### Dataset excerpts
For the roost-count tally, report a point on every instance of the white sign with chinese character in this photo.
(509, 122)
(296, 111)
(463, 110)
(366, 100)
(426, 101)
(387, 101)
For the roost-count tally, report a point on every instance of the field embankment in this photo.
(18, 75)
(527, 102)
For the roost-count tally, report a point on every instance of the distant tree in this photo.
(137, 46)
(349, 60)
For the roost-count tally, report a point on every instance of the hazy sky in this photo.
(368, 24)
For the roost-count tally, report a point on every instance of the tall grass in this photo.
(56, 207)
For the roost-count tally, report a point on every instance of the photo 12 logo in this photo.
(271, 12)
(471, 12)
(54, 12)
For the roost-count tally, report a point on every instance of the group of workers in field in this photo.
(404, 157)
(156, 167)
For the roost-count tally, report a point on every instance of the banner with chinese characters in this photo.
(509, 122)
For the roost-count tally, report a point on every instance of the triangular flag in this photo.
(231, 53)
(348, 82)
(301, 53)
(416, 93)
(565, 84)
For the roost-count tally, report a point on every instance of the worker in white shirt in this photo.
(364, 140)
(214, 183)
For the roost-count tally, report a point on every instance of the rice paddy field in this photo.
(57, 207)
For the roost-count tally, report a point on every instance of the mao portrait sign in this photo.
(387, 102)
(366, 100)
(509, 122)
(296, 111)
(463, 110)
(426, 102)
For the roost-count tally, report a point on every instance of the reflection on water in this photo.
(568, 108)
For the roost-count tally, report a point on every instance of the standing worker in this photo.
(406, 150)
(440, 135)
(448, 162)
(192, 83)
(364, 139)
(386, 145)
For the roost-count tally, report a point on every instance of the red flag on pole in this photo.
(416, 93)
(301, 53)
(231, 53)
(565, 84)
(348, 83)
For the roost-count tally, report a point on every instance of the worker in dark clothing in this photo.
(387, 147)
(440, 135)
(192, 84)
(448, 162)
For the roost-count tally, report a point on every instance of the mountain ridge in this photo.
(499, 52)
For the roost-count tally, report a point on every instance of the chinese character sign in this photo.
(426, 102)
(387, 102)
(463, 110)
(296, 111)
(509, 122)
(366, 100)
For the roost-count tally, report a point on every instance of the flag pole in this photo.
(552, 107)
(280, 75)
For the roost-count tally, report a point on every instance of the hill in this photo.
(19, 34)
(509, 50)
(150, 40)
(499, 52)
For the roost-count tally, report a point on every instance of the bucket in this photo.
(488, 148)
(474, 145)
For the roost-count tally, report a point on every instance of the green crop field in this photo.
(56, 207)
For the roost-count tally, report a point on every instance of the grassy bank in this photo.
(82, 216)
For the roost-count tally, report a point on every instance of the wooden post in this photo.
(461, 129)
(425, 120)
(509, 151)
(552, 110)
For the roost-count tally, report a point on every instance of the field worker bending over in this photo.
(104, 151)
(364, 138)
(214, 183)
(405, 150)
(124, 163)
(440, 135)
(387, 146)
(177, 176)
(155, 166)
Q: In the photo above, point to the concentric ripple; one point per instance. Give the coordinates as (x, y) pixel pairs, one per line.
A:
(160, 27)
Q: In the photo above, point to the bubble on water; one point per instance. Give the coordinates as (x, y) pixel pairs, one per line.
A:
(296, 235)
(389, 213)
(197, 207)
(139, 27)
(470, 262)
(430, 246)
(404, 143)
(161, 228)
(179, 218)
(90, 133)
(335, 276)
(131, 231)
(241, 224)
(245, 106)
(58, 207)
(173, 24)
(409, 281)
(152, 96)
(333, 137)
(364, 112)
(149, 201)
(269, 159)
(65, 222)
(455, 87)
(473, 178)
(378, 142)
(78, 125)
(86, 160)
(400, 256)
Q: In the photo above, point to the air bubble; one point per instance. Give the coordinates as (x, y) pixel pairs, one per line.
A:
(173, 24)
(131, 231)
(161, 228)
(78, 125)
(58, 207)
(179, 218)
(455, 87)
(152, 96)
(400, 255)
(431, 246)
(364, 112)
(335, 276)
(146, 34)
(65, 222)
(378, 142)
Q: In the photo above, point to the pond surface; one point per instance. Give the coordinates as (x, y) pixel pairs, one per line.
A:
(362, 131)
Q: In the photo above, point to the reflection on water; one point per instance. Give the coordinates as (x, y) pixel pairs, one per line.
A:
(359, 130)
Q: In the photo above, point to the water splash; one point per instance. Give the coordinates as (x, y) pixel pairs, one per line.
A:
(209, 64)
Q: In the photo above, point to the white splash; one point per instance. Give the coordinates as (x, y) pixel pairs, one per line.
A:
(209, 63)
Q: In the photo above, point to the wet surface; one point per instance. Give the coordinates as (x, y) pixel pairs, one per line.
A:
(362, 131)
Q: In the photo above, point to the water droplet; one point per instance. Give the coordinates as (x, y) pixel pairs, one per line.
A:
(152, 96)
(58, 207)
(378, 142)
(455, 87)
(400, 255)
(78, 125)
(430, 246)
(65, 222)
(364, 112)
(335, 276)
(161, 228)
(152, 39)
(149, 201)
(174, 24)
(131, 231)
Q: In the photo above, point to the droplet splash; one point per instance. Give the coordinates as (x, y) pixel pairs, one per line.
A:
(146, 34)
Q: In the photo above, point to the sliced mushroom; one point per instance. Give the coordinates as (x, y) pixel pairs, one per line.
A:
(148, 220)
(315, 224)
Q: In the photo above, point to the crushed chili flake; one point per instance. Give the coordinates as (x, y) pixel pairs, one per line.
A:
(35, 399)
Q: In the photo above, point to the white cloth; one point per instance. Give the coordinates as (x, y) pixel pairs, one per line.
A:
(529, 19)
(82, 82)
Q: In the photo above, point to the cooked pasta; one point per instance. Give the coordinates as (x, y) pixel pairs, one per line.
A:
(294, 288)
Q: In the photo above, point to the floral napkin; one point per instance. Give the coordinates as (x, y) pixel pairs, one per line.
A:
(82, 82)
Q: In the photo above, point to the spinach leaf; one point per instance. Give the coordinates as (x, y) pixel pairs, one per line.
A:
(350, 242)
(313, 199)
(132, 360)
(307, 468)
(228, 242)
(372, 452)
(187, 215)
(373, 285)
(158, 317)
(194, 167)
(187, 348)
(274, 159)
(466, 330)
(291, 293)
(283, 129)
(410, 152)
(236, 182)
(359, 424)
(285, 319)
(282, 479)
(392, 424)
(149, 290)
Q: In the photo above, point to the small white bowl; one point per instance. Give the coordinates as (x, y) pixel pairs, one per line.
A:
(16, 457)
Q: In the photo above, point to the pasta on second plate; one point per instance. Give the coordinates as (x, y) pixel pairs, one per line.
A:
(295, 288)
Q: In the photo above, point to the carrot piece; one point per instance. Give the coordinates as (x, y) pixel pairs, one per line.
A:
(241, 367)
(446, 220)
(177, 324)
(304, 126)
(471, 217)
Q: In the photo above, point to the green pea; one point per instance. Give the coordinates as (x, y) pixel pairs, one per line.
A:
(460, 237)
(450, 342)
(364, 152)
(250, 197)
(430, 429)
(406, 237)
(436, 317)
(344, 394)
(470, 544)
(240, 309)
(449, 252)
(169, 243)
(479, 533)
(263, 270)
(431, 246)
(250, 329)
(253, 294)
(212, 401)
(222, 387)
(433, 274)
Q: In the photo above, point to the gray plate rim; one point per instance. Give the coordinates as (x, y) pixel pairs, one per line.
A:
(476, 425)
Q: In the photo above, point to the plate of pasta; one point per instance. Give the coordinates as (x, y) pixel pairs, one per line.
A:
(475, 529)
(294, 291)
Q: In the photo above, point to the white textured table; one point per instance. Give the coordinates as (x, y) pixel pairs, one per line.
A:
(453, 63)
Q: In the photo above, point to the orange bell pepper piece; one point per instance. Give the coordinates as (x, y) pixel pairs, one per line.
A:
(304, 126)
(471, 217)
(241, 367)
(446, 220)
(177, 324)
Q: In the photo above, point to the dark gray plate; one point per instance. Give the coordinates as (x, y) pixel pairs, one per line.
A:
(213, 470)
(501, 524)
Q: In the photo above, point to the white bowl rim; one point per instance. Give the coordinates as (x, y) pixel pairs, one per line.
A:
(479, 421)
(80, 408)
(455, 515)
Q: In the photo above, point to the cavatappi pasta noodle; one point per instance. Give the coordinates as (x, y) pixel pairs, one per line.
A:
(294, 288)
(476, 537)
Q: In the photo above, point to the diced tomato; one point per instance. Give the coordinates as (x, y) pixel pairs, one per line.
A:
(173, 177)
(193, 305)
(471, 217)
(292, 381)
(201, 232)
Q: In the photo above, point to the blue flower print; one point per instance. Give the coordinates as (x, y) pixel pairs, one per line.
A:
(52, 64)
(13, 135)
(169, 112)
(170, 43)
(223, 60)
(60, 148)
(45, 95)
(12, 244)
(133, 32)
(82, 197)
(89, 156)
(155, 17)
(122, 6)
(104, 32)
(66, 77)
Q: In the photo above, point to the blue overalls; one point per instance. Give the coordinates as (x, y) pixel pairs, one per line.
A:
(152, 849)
######
» Exercise aim: Which lines in the data hold the string "pasta"? Copy each of them.

» Written solution:
Q: In the photo above, point to the cooked pasta; one point per instance. Give the coordinates as (x, y) pixel pairs, one per line.
Q: In the photo above, point to the pasta on second plate; one point per instance. Give the coordinates as (x, y) pixel pairs, one per line.
Q: In the photo above, point to the plate of pasta; one point per instance. Give the coordinates as (x, y) pixel pairs, one per line.
Q: In the photo above, point to the cavatappi pasta noodle; one point per instance. Give the coordinates as (x, y) pixel pairs, one per line.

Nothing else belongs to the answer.